* **SUPPLIED RECORDS**:
★ ★ ★
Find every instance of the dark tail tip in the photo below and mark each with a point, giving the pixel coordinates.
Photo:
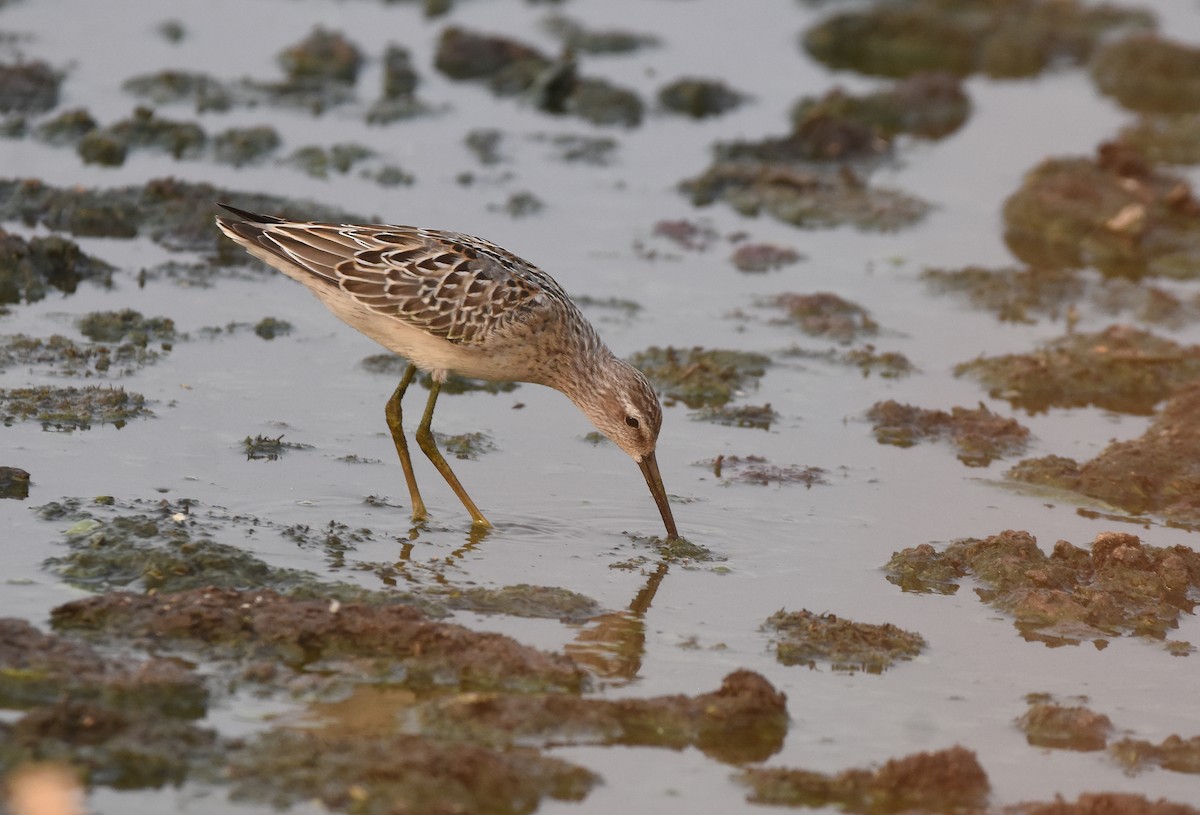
★ ★ ★
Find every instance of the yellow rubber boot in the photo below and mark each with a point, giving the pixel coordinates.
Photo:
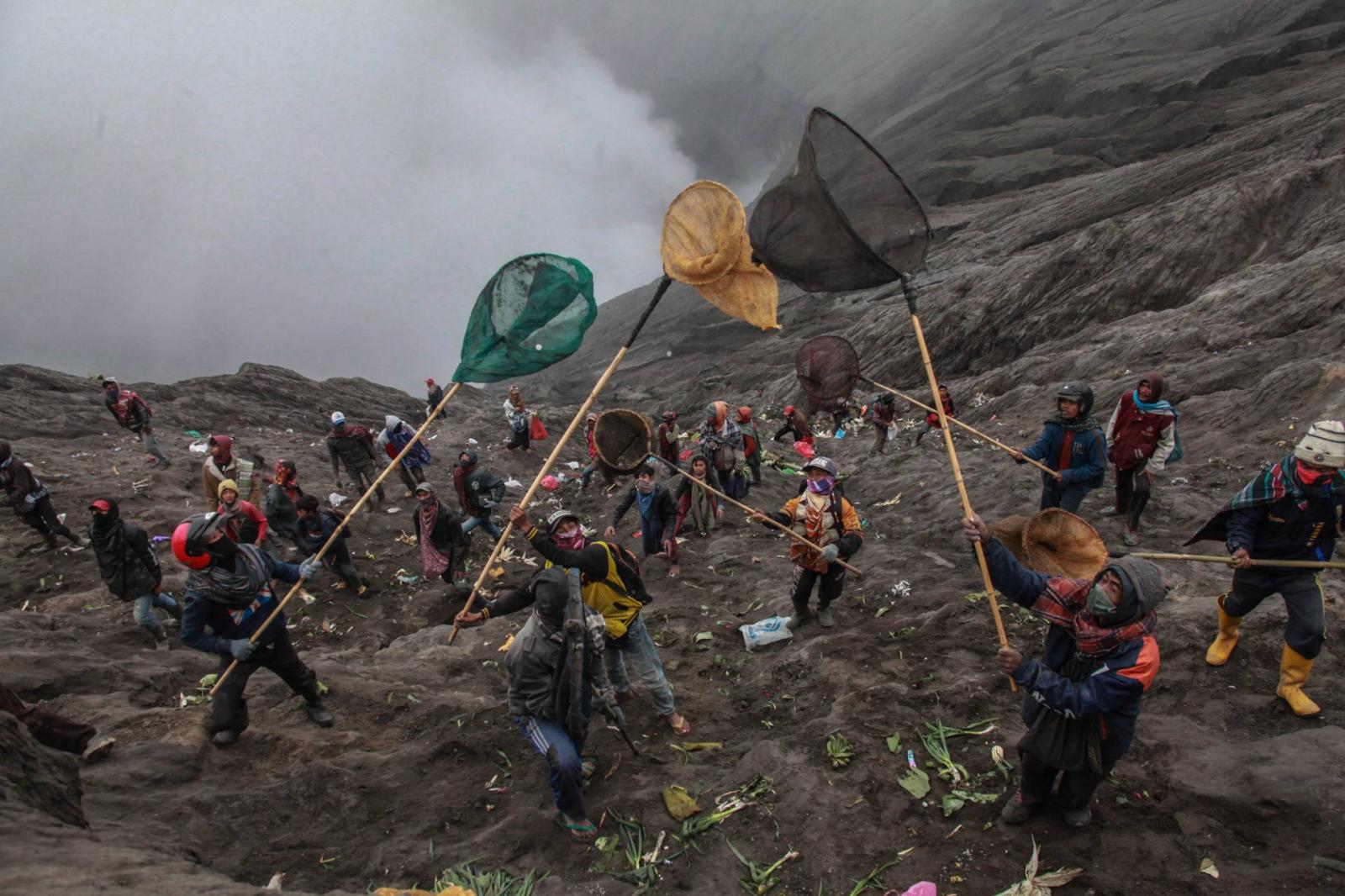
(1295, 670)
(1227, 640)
★ ★ ★
* **EXERCISE BRIEF**:
Rewrite the stretch of records from the line containing "Find every instance of the yellow" through the line containing "(1227, 640)", changing "rubber boot" to "rain boot" and keeping everything else the same. Omit the pictures from your answer.

* **OUTPUT FOR THIS EXERCISE**:
Find every instance of the yellow rain boot in the photo below and mark each with a point, giving the pixel coordinates.
Photo:
(1295, 670)
(1227, 640)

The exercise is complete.